> [INSTRUCTIONS]
[1] Copy out the passage of the Information Architecture article between "An emerging community" and "spirit of IA? No.", inclusive.
[2] Write the next part of the article on the redefinition of Information Architecture, picking up after its final sentence.
── EXCERPT TO READ
Information Architecture Redefined

Information Architecture Redefined

Information Architecture Redefined

Do you remember when Coca-Cola redefined Coke? First, it was just called New Coke. Then, it was rebranded to Coke II. At the time, it was big news. Even without Twitter, word got out fast, and Coke fans worldwide let their voices be heard.

Somehow, the Information Architecture Institute​ (IAI) redefined Information Architecture while nobody was looking. This happened a few months ago, but it seems no one is talking about it.

How does this happen in 2016?

Perhaps it’s just an experiment and the IAI is waiting to see how the world responds. If so, they can thank me for getting the word out, because it seems no one else has noticed.

The old definition of Information Architecture (published by the IAI​) was actually a list comprised of three definitions:​

The structural design of shared information environments.

The art and science of organizing and labeling web sites, intranets, online communities and software to support usability and findability.

An emerging community of practice focused on bringing principles of design and architecture to the digital landscape.​

​​​In my experience, information architects often use all three. But, depending on the context, one is often better than the others – it’s like having three choices! Convenient? Yes. In the spirit of IA? No.
────
── SUPPLIED MATERIAL
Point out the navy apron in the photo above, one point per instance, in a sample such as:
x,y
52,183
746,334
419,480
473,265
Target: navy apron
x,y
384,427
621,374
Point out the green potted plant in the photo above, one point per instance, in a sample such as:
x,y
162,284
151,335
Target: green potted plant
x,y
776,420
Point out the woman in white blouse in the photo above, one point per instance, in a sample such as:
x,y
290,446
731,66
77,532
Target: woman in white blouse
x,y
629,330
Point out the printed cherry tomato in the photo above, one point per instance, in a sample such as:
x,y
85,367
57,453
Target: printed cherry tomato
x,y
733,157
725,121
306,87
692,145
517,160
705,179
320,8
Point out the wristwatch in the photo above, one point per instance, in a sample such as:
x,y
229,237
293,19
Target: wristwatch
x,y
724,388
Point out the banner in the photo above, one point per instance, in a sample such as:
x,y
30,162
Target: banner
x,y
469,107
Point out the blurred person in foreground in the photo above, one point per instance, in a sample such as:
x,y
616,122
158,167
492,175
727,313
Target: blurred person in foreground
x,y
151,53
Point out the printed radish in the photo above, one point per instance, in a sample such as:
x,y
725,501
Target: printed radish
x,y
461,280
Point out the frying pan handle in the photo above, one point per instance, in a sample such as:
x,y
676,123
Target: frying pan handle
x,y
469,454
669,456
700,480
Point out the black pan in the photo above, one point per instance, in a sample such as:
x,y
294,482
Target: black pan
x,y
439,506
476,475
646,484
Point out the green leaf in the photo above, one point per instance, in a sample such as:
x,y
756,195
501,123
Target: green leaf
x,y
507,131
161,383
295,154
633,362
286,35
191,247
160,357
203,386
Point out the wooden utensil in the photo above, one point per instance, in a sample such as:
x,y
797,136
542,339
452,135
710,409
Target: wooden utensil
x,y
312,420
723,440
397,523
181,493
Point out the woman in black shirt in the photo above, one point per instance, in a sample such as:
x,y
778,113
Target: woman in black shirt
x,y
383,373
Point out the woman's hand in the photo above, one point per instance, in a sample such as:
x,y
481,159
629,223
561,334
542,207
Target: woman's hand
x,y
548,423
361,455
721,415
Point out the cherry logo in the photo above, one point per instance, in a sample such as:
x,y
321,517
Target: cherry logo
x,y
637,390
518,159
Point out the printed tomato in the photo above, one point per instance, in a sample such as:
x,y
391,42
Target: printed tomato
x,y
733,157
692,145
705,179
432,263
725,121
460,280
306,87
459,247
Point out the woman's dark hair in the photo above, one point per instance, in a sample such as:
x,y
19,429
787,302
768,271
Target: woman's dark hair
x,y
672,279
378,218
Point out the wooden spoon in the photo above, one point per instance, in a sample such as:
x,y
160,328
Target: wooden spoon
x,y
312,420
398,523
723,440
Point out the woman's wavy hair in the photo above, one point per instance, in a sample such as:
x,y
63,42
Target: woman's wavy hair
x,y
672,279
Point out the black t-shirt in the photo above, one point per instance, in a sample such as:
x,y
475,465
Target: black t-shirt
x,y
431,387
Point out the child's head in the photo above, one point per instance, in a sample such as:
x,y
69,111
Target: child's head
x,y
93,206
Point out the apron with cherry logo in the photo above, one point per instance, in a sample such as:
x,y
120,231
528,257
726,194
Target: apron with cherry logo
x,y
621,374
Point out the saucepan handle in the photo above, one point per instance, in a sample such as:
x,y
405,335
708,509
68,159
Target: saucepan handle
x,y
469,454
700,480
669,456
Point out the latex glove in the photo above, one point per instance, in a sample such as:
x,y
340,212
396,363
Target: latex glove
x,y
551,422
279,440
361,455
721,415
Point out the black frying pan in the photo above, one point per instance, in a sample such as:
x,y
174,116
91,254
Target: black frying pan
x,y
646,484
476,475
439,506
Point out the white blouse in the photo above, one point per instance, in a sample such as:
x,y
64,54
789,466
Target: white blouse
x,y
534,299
────
── SUPPLIED MATERIAL
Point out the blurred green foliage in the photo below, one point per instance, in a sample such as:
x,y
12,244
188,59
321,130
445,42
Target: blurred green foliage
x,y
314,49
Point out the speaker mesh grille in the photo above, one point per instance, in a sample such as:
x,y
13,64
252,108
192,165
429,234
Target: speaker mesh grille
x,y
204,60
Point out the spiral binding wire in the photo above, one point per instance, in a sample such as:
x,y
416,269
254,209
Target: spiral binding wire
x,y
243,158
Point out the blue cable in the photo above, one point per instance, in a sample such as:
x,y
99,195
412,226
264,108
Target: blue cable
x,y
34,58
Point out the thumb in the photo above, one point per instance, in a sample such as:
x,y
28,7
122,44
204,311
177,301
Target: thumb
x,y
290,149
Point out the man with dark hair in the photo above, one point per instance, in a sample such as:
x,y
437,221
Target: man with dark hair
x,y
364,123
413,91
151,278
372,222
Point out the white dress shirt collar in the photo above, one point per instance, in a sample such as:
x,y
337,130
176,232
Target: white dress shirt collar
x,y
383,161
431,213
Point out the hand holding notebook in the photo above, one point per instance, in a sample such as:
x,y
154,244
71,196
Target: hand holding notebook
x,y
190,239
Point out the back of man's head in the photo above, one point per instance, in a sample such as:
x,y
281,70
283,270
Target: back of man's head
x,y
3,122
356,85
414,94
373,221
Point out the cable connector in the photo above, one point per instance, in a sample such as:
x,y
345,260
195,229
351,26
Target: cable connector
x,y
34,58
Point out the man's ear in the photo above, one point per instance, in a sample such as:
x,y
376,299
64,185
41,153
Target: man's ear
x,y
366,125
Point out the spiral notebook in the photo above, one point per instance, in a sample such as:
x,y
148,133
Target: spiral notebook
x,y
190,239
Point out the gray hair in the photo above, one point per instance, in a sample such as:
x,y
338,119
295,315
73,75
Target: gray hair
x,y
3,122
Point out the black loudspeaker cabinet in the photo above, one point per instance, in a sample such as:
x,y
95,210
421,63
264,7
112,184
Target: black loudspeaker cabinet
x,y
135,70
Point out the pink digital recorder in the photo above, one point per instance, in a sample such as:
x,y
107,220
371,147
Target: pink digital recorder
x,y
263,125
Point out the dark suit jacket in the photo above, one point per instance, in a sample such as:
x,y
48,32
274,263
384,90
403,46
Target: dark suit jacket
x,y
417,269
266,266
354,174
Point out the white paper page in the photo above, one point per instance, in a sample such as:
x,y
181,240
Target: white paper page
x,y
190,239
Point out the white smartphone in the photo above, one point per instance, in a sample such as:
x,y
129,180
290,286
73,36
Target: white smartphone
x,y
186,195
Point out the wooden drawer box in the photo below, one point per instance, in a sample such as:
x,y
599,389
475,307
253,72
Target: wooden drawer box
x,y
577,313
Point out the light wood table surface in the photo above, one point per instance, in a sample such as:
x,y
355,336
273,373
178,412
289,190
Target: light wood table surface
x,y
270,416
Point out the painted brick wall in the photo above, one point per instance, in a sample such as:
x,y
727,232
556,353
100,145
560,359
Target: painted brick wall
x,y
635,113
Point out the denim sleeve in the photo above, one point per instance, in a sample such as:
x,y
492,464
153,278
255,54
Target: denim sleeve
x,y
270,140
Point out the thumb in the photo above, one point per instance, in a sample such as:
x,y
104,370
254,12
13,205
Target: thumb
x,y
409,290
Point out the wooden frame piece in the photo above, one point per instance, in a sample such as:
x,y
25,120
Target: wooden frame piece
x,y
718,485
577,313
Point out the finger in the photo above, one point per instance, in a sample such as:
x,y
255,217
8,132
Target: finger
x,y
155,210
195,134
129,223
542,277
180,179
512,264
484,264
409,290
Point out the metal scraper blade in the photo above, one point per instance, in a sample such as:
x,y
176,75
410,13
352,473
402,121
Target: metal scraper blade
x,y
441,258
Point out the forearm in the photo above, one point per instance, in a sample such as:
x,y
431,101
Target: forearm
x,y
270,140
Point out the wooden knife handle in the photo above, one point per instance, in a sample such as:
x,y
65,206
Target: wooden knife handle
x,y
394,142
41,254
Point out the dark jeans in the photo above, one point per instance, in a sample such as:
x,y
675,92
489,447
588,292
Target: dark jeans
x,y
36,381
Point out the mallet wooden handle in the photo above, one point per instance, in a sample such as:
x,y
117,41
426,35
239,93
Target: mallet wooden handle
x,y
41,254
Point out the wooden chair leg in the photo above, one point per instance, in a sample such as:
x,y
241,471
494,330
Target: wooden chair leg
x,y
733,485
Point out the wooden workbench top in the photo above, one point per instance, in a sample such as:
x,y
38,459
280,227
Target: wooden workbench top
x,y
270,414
────
── SUPPLIED MATERIAL
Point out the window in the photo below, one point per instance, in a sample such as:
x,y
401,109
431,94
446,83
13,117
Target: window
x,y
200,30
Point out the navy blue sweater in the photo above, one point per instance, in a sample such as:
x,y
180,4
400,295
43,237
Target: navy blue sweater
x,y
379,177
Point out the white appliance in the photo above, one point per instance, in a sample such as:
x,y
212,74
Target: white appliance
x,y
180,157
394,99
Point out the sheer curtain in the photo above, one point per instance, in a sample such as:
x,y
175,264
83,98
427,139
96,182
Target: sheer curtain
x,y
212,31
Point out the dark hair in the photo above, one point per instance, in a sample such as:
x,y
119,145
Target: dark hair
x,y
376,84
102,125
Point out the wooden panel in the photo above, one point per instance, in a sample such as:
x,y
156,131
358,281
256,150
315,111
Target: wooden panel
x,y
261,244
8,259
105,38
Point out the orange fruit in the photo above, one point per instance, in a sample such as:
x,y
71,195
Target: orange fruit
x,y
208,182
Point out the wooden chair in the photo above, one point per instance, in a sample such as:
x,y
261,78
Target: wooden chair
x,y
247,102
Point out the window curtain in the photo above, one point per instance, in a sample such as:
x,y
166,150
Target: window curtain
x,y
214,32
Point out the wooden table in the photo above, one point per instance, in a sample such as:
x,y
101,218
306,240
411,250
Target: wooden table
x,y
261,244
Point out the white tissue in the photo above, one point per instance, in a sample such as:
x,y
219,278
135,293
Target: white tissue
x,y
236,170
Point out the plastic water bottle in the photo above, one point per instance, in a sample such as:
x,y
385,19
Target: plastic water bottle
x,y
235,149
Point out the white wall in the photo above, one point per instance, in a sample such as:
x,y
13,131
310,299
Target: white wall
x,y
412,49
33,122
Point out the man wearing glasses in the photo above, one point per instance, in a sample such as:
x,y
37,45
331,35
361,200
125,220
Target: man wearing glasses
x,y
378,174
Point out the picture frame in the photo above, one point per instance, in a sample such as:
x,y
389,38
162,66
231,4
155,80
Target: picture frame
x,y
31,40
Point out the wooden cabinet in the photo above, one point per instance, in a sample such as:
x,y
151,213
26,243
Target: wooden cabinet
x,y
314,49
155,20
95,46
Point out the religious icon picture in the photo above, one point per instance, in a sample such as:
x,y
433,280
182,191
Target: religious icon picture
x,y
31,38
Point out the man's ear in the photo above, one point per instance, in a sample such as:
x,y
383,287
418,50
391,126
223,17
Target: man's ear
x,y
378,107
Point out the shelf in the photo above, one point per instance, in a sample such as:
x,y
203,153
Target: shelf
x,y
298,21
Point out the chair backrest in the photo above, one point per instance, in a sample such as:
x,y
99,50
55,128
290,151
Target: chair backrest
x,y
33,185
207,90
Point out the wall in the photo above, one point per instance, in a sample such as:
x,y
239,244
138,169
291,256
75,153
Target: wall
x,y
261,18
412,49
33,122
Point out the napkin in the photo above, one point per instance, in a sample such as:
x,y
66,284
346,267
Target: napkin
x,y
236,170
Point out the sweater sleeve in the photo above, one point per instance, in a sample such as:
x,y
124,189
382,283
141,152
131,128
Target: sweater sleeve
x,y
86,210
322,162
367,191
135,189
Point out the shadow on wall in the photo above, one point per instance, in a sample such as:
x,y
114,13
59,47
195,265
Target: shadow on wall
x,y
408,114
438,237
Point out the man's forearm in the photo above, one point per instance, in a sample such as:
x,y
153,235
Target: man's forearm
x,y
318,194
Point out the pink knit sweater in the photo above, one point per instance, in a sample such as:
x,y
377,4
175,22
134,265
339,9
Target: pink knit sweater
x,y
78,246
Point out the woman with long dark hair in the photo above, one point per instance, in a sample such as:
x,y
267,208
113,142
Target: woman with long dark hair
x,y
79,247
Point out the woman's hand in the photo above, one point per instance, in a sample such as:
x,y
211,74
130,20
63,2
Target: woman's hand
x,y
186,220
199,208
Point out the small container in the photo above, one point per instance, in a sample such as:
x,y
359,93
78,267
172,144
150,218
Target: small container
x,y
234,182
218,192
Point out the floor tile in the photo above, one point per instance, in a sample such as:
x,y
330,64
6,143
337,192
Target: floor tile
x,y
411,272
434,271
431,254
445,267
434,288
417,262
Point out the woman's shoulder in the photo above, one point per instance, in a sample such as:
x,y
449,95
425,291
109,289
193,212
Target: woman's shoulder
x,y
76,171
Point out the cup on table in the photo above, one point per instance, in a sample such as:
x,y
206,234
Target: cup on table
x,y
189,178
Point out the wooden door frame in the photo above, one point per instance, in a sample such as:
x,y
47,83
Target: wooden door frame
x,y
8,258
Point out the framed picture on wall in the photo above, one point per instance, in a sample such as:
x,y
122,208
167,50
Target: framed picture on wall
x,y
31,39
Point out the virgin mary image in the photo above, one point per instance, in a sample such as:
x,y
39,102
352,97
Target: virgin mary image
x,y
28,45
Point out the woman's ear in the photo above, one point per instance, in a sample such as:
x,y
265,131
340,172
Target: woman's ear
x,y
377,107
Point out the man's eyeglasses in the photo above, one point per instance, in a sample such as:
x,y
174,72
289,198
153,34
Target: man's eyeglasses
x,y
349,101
────
> [PER-TASK ANSWERS]
[1]
An emerging community of practice focused on bringing principles of design and architecture to the digital landscape.​

​​​In my experience, information architects often use all three. But, depending on the context, one is often better than the others – it’s like having three choices! Convenient? Yes. In the spirit of IA? No.

[2]
Information Architecture is about structure and consistency—which both contribute to findability and usability. The IAI’s new definition is refined and succinct.

The practice of deciding how to arrange the parts of something to be understandable.

Initially, I was tempted to argue that “parts of something” could refer to non-information-generating things. Then, I realized everything we encounter, whether it be people, places, or things, generates some form of information—even if only in our minds. Mental models are at the core of IA, and this definition is able to capture that with far greater simplicity than the original definition(s).

So what does the new definition mean to you and your information project?

Unless you are the information architect, not much. For those of us who run IA projects, however, the new definition may require us to rethink the first few slides in our presentations. But reframing information is what we do. Creating new analogies to help people understand complex relationships is like deciding between New Coke or Coke Classic - easy!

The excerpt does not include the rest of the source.